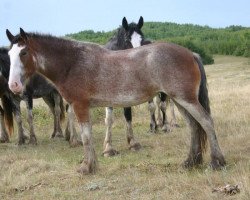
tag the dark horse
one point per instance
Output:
(127, 36)
(36, 87)
(89, 75)
(6, 117)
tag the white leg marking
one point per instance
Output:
(16, 67)
(136, 40)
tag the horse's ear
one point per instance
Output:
(140, 23)
(125, 23)
(9, 35)
(23, 34)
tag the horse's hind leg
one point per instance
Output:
(107, 145)
(195, 153)
(157, 101)
(53, 101)
(163, 107)
(206, 122)
(133, 145)
(152, 108)
(173, 121)
(4, 137)
(29, 105)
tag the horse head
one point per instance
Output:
(22, 64)
(133, 35)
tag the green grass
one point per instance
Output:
(48, 170)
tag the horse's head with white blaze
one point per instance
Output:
(21, 60)
(132, 33)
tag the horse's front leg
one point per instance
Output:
(29, 105)
(173, 122)
(151, 108)
(4, 137)
(133, 145)
(89, 164)
(108, 150)
(17, 113)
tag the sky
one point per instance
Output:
(61, 17)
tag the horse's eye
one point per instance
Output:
(23, 53)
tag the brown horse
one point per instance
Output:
(88, 75)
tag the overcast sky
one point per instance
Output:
(60, 17)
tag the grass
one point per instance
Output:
(48, 170)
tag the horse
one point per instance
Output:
(127, 36)
(36, 87)
(88, 75)
(6, 117)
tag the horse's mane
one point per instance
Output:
(4, 62)
(120, 35)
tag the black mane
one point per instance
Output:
(4, 62)
(121, 40)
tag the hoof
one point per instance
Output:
(159, 123)
(22, 140)
(33, 140)
(83, 170)
(75, 143)
(4, 140)
(110, 153)
(166, 128)
(218, 163)
(67, 135)
(175, 125)
(87, 169)
(191, 162)
(58, 135)
(135, 147)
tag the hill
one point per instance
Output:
(232, 40)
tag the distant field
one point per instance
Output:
(48, 170)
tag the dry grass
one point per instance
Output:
(48, 170)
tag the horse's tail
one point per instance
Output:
(62, 115)
(8, 113)
(203, 99)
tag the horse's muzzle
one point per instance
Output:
(16, 87)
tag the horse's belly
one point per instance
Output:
(120, 100)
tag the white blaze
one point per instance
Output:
(16, 66)
(136, 40)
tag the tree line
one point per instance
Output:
(232, 40)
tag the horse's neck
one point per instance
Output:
(57, 60)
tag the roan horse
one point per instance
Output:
(130, 36)
(6, 117)
(89, 75)
(35, 87)
(127, 36)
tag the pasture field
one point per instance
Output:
(48, 170)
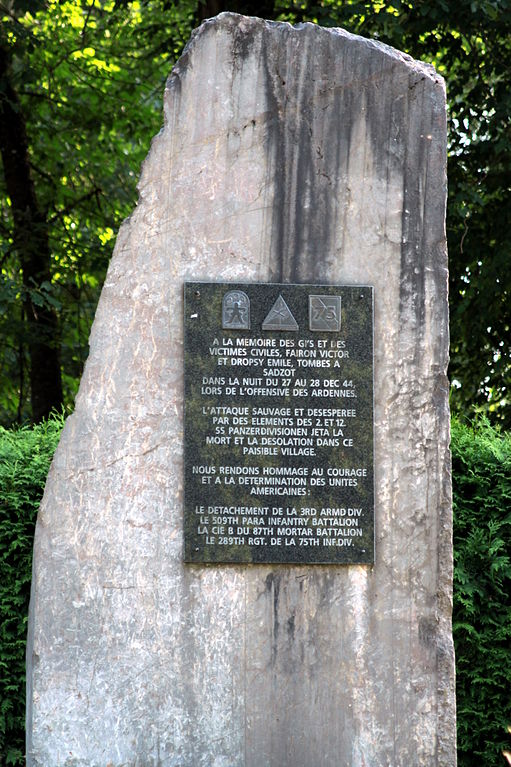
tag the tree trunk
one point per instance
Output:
(31, 243)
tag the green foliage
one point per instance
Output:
(25, 456)
(90, 76)
(90, 79)
(482, 591)
(482, 582)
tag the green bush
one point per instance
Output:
(482, 592)
(25, 456)
(482, 582)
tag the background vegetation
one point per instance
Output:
(81, 83)
(482, 583)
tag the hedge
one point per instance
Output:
(25, 456)
(482, 582)
(482, 592)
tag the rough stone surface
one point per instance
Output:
(288, 154)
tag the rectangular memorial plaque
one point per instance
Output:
(278, 423)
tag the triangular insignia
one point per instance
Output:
(279, 317)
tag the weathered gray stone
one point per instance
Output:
(288, 154)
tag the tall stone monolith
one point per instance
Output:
(288, 155)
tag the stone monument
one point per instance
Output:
(299, 171)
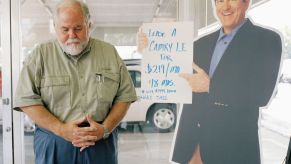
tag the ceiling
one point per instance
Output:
(105, 13)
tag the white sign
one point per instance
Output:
(169, 53)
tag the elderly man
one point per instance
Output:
(76, 89)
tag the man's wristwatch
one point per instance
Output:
(106, 132)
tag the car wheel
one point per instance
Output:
(163, 117)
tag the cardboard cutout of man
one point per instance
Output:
(235, 73)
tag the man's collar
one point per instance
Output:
(233, 32)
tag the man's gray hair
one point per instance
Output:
(68, 3)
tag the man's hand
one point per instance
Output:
(198, 81)
(87, 136)
(141, 41)
(66, 130)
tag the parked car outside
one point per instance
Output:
(162, 116)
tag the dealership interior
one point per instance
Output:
(26, 23)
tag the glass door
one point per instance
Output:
(5, 84)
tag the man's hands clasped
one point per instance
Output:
(82, 137)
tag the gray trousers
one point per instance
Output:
(52, 149)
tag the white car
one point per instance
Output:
(162, 116)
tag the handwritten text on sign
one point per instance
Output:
(169, 53)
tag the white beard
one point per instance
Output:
(74, 49)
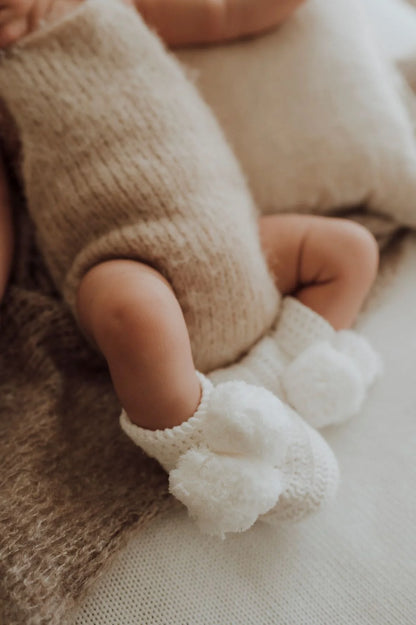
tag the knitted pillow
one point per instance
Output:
(315, 114)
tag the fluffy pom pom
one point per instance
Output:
(359, 349)
(324, 385)
(224, 494)
(247, 420)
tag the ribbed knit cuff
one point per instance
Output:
(298, 327)
(167, 445)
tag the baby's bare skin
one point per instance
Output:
(129, 310)
(178, 22)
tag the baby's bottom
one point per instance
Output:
(132, 314)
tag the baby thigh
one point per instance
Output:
(329, 264)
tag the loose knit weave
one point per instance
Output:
(72, 485)
(122, 159)
(116, 156)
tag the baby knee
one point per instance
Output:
(358, 252)
(122, 299)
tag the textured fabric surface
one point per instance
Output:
(145, 176)
(353, 564)
(53, 392)
(243, 455)
(314, 114)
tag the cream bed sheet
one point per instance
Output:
(353, 564)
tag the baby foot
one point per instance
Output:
(329, 372)
(243, 454)
(323, 374)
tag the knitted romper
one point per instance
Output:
(119, 157)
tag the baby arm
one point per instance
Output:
(6, 230)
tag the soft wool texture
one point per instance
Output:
(315, 114)
(72, 493)
(120, 158)
(323, 374)
(352, 564)
(243, 455)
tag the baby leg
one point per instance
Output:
(234, 452)
(325, 267)
(328, 264)
(129, 310)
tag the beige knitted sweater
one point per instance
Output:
(116, 156)
(122, 159)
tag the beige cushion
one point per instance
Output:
(314, 113)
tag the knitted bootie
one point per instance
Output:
(241, 455)
(322, 373)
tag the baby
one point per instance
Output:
(149, 232)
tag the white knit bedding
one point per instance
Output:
(352, 564)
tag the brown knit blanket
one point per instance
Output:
(72, 485)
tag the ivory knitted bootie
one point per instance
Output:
(323, 374)
(242, 455)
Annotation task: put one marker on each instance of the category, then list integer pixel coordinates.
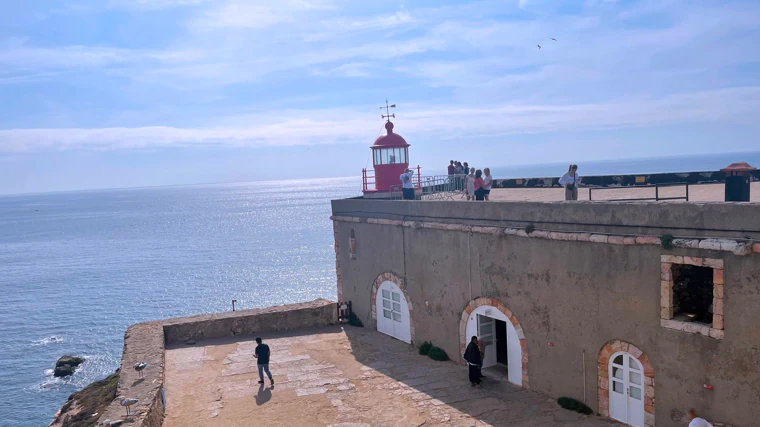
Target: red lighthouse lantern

■ ■ ■ ■

#### Exercise directions:
In the listing above, find the line containing "tag the white sign" and the line containing "tag the man's gray hair", then repeat those two lines and everything between them exactly.

#### Response to the exercise:
tag the white sign
one point per instance
Output:
(169, 53)
tag the elderly man
one point per instance
Output:
(76, 89)
tag the man's wristwatch
one point per instance
Output:
(106, 132)
tag the car wheel
one point per instance
Output:
(163, 117)
tag the cardboard cutout of man
one point per instance
Output:
(235, 73)
tag the man's collar
one point per instance
Output:
(233, 32)
tag the man's gray hair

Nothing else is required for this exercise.